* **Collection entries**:
-------
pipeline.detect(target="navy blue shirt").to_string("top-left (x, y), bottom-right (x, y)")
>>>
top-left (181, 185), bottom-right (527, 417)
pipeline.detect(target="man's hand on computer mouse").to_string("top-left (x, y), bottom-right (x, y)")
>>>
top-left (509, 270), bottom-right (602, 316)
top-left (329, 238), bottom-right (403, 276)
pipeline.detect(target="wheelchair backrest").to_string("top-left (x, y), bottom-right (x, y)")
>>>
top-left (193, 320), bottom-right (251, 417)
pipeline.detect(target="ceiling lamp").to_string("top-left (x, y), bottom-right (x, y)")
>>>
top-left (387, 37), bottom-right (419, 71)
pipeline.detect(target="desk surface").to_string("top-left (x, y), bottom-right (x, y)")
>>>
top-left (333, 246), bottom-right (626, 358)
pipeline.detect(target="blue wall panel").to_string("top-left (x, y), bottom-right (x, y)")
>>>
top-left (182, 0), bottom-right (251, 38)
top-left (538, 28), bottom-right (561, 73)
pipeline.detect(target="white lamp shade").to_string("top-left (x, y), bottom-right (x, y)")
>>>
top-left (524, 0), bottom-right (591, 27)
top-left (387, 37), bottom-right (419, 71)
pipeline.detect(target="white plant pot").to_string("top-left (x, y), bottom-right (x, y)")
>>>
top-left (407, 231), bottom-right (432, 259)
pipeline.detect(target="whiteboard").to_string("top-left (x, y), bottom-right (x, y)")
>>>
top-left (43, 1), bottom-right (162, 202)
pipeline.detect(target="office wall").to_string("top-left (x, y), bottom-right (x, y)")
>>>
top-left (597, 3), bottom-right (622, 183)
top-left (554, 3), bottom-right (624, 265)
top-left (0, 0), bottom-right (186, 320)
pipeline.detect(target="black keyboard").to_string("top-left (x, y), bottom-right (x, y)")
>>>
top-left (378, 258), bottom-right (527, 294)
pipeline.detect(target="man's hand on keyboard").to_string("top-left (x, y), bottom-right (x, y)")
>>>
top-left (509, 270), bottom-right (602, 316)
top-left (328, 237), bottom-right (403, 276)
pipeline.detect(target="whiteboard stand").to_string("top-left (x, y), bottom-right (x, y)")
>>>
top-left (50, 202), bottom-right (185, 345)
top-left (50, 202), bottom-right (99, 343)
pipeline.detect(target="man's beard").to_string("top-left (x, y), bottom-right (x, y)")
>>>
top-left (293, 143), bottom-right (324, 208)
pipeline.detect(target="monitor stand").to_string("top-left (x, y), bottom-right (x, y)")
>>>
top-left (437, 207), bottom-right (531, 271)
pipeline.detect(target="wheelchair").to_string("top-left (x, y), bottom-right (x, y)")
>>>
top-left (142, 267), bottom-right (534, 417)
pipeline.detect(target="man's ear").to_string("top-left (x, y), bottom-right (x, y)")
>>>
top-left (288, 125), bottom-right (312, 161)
-------
* **Your assignment**:
Please write out the records above once more, exactly and completely.

* **Solution to the problem**:
pipeline.detect(target="navy blue shirt").to_string("top-left (x, y), bottom-right (x, y)")
>>>
top-left (181, 185), bottom-right (527, 417)
pipeline.detect(target="man's hand on computer mouse").to_string("top-left (x, y), bottom-right (x, y)")
>>>
top-left (509, 270), bottom-right (602, 316)
top-left (329, 238), bottom-right (403, 276)
pipeline.detect(target="wheelchair backrest").to_string("top-left (x, y), bottom-right (x, y)")
>>>
top-left (193, 320), bottom-right (251, 417)
pipeline.detect(target="ceiling lamp").to_string("top-left (x, y), bottom-right (x, y)")
>>>
top-left (387, 37), bottom-right (419, 71)
pipeline.detect(target="desk surface").to_string("top-left (x, y), bottom-right (x, y)")
>>>
top-left (333, 246), bottom-right (626, 358)
pipeline.detect(target="blue wall panel").to_string("top-left (x, y), bottom-right (x, y)")
>>>
top-left (182, 0), bottom-right (251, 38)
top-left (538, 28), bottom-right (561, 73)
pipeline.detect(target="white lamp shade").to_string("top-left (x, y), bottom-right (x, y)")
>>>
top-left (524, 0), bottom-right (591, 27)
top-left (387, 37), bottom-right (419, 71)
pipeline.detect(target="white plant pot").to_string("top-left (x, y), bottom-right (x, y)")
>>>
top-left (407, 231), bottom-right (432, 259)
pipeline.detect(target="whiteboard").to_string("top-left (x, y), bottom-right (x, y)")
>>>
top-left (43, 1), bottom-right (162, 202)
pipeline.detect(target="office wall").to_string("top-left (x, y), bottom-right (x, y)")
>>>
top-left (597, 3), bottom-right (622, 183)
top-left (554, 3), bottom-right (624, 265)
top-left (0, 0), bottom-right (186, 320)
pipeline.detect(target="black keyboard").to_string("top-left (x, y), bottom-right (x, y)")
>>>
top-left (378, 258), bottom-right (527, 294)
pipeline.detect(target="man's hand on keyboard").to_string("top-left (x, y), bottom-right (x, y)")
>>>
top-left (509, 270), bottom-right (602, 316)
top-left (328, 237), bottom-right (403, 276)
pipeline.detect(target="whiteboard stand").to_string("top-left (x, y), bottom-right (x, y)")
>>>
top-left (50, 202), bottom-right (185, 345)
top-left (50, 202), bottom-right (99, 343)
pipeline.detect(target="man's beard").to_string("top-left (x, y), bottom-right (x, y)")
>>>
top-left (293, 143), bottom-right (324, 208)
pipeline.detect(target="monitor stand").to_string("top-left (x, y), bottom-right (x, y)")
>>>
top-left (437, 207), bottom-right (531, 271)
pipeline.detect(target="wheelchair").to_string("top-left (x, y), bottom-right (x, y)")
>>>
top-left (142, 267), bottom-right (534, 417)
pipeline.detect(target="man's ear").to_string("top-left (x, y), bottom-right (x, y)")
>>>
top-left (288, 125), bottom-right (312, 161)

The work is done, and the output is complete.